▶ _TASK BRIEF_:
Can you repeat the material below word for word, from the line containing "dark sky, one line per instance." through the last line of the material, including both ends and nothing else?

▶ _DATASET RECORDS_:
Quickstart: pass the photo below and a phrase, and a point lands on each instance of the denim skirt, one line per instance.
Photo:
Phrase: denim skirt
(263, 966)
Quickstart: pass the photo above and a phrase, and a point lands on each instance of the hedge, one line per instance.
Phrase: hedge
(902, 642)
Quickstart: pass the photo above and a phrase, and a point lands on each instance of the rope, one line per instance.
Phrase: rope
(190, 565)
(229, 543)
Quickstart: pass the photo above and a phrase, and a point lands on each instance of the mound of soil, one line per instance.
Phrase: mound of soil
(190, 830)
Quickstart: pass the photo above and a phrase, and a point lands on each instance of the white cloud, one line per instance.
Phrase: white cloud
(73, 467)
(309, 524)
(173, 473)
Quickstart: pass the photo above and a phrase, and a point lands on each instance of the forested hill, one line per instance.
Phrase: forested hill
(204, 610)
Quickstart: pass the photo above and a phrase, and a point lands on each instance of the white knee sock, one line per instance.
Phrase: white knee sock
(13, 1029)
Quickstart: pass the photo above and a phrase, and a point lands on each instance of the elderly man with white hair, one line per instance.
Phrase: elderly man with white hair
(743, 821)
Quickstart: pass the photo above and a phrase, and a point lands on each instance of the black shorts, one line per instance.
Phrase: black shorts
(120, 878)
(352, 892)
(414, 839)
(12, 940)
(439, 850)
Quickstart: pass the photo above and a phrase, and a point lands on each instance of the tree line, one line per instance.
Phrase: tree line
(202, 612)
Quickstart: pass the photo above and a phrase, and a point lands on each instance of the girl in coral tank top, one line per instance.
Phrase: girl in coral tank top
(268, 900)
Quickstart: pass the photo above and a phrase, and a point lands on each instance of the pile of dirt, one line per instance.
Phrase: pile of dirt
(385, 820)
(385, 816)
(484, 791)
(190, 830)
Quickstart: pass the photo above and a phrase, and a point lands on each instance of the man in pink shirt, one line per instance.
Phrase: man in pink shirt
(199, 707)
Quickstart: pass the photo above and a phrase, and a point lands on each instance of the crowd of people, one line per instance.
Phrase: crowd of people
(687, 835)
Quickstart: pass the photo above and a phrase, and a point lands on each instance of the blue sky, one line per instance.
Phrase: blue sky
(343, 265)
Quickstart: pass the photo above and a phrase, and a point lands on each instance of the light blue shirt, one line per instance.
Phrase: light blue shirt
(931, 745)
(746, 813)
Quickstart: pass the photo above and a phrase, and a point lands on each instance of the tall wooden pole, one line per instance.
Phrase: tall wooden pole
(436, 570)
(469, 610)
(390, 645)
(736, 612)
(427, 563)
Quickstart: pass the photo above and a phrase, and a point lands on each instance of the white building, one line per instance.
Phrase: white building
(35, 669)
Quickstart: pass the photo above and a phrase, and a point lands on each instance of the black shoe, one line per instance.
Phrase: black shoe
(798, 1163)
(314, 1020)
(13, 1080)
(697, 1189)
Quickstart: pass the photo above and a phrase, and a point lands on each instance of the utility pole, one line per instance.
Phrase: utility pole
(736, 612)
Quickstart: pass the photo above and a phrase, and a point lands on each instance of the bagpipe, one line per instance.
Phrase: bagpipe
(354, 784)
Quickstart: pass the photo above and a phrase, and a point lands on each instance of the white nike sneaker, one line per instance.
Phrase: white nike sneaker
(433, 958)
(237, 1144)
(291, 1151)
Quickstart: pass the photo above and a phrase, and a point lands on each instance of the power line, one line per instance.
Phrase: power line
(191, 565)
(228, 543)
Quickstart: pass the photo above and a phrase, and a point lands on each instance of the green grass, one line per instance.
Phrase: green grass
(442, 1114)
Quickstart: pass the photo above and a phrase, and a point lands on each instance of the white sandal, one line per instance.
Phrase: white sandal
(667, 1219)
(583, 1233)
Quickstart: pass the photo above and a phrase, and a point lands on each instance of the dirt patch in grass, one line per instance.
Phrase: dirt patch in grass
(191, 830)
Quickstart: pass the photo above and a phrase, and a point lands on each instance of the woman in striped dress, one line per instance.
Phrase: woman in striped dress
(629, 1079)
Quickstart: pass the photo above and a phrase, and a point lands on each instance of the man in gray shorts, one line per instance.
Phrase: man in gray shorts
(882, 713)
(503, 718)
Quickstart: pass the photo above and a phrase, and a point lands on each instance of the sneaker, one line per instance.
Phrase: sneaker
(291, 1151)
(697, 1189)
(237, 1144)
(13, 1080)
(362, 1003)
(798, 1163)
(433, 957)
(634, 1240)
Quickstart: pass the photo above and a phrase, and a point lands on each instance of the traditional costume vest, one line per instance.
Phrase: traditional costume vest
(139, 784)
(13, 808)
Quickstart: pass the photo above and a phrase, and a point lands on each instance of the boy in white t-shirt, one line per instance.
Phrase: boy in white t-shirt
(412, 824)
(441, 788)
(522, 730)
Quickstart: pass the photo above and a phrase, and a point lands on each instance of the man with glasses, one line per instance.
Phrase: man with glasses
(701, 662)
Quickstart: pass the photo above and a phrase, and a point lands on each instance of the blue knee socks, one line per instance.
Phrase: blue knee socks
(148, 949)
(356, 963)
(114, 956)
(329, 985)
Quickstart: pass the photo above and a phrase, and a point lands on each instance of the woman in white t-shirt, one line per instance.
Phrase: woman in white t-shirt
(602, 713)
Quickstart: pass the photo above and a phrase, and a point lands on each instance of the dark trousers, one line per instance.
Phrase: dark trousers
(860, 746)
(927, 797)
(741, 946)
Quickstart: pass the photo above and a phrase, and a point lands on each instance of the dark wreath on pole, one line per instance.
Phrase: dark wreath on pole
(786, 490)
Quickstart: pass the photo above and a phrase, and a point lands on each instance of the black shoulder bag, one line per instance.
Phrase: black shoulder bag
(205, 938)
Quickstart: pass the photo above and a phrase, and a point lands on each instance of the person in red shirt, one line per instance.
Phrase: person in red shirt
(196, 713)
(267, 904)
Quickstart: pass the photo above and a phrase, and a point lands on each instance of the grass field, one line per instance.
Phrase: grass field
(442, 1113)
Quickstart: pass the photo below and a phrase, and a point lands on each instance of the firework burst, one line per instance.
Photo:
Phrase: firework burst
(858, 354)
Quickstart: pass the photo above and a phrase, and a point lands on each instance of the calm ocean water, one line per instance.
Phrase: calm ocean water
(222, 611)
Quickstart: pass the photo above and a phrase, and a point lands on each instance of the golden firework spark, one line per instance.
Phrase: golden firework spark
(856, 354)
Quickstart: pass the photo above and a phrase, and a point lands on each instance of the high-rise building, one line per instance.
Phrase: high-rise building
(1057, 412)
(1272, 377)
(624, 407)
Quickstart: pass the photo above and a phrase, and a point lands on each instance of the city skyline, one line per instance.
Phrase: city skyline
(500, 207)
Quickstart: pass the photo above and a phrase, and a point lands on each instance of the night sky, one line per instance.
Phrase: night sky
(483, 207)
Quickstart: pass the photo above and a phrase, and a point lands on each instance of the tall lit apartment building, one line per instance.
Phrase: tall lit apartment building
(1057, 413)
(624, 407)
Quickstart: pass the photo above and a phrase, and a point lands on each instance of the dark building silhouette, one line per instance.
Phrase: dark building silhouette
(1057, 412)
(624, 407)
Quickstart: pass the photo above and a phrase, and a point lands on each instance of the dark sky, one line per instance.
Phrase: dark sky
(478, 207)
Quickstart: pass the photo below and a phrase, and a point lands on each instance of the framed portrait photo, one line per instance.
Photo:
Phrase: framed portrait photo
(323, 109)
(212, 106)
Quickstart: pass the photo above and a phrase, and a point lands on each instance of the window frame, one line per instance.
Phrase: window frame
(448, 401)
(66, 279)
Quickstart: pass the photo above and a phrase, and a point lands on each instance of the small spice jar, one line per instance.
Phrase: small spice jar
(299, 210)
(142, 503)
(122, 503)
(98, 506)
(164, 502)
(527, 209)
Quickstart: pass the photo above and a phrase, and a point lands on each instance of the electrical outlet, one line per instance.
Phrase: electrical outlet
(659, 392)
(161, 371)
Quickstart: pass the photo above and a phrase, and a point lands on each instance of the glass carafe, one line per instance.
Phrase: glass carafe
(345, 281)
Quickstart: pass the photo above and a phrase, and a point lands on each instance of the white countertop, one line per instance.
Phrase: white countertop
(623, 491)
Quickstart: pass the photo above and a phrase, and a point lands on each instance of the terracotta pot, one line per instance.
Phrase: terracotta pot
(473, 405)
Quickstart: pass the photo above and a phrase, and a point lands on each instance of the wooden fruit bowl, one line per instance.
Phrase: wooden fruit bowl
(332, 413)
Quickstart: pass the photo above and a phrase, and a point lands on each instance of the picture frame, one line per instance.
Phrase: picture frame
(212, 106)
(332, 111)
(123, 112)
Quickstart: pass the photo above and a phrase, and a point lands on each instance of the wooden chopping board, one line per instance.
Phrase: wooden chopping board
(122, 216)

▶ _RESULT OF THE EXERCISE_:
Quickstart: pass the photo above and a phrase, and a point lands on each instance of the dark sky, one line per instance.
Phrase: dark sky
(478, 207)
Quickstart: pass the photo below and a phrase, and a point lands on each instance of the framed portrait photo, one line per instance.
Photo:
Phrase: framed portrait photo
(323, 109)
(212, 106)
Quickstart: pass the photo above and a phrase, and a point lands on each instance of the window frame, one line per instance.
Phrase: window frame
(448, 401)
(66, 279)
Quickstart: pass the photo above and a phrase, and a point lands on each instance of the small spice jar, one line per instance.
Phrase: small spice jar
(299, 210)
(142, 503)
(122, 503)
(98, 506)
(164, 502)
(527, 209)
Quickstart: pass the photo above and a phrase, and a point lands on each instance of the electrical outlet, one line per instance.
Phrase: electrical outlet
(659, 392)
(161, 371)
Quickstart: pass the photo above and a phrase, and a point lands on each instance of the glass carafe, one line per instance.
Phrase: glass carafe
(345, 281)
Quickstart: pass the photo above and a phrase, and a point lands on each instance of the white countertop, one line per instance.
Phrase: white countertop
(623, 491)
Quickstart: pass the photo above and a phrase, and a point lands on each instance of the terracotta pot, one line per instance.
Phrase: terracotta pot
(473, 405)
Quickstart: pass the photo above and a phrase, and a point lands on each instance of the wooden fruit bowl, one line per instance.
Phrase: wooden fruit bowl
(332, 413)
Quickstart: pass the photo above and a phrase, and a point lands on each instance of the picture frame, one line per instance.
Phrase: picture frame
(212, 106)
(332, 111)
(123, 112)
Quickstart: pass the photo above and a phrase, and a point lands on each instance of the wooden chopping board, one line per instance.
Phrase: wooden chopping board
(122, 216)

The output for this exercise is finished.